#### Problem
Write the next part of the Hurricane Sandy news report, picking up after its last sentence.

Nearly eight million Americans were without power as Hurricane Sandy slammed into the East Coast ahead of schedule on Monday.  The mammoth tropical system – which lost Hurricane status (but not Hurricane force) prior to making landfall in New Jersey  – is being blamed for at least sixteen deaths in seven states.

And while Sandy’s impact appears to be less severe than initially feared, it is nonetheless shaping up to be the costliest storm to hit America since Hurricane Katrina ravaged New Orleans in 2005 – with initial damage estimates exceeding the $16 billion price tag associated with 2011’s Hurricane Irene.

Hurricane Sandy makes landfall in New Jersey.

With a record-setting 13-foot storm surge leading the way, Sandy left huge swaths of the Eastern Seaboard underwater.

“Historic and life-threatening coastal flooding,” is how the National Weather Service described it.

The storm also shut down trading on the New York Stock Exchange for the second consecutive day on Tuesday – marking the first time since 1888 that U.S. financial markets have been closed on consecutive days due to weather.  Also, all three New York area airports – Kennedy, LaGuardia and Newark Liberty – remained closed on Tuesday as the storm cancelled more than 17,000 flights (and counting).

#### Data lines
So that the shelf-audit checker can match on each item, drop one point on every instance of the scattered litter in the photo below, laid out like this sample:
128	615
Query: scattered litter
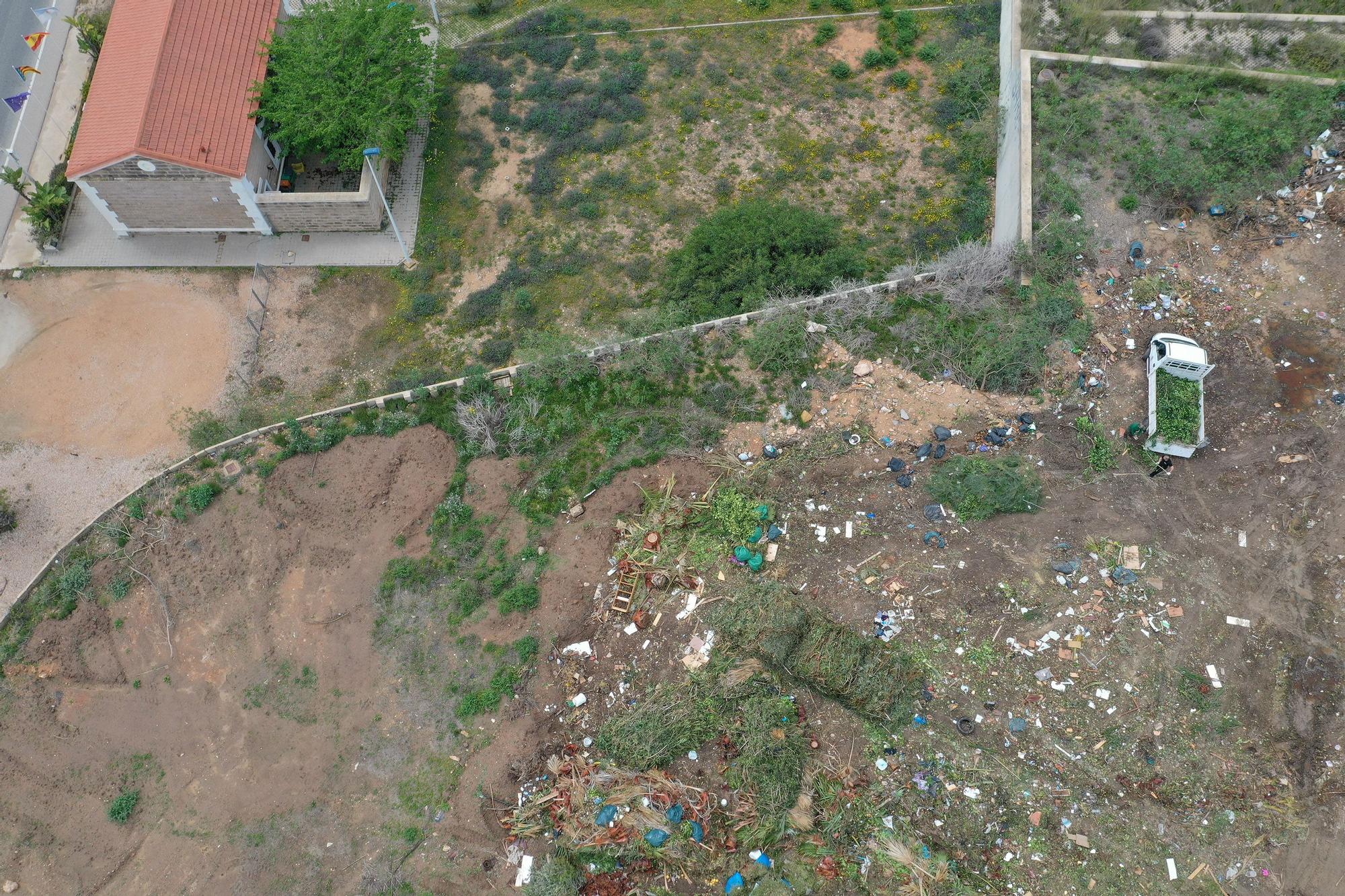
525	870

#### Written answer
Officially, Sandy was a “post tropical cyclone” when it made landfall over Atlantic City, New Jersey at around 7:00 p.m. on Monday – more than seven hours ahead of schedule.  Of course this “post tropical” designation was the result of the storm’s convergence with another weather system – and was made based on its temperature and shape, not its strength.  The gigantic system – spanning more than 1,000 miles – was still packing maximum sustained winds of more than 90 miles per hour when it hit the coast.

In fact coastal wind warnings associated with Sandy stretched from Florida all the way to New Brunswick, Canada – and as far west as Chicago.

While her strength is diminished, Sandy is still packing tropical force winds as it moves through Pennsylvania en route to Upstate New York and – later – Canada.